Location labeling records:
* * * * * * *
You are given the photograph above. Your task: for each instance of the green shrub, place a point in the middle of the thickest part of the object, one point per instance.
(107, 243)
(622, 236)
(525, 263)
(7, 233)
* * * * * * *
▶ **Written exercise**: Write out the rows above again, replacing "shrub" with "bush" and leaving everything else unchanged.

▶ **Expected output**:
You are given the photograph above. Your task: for each instance of the green bush, place a point in the middle of the thickest part of the object, one point per instance.
(107, 243)
(622, 236)
(525, 263)
(7, 233)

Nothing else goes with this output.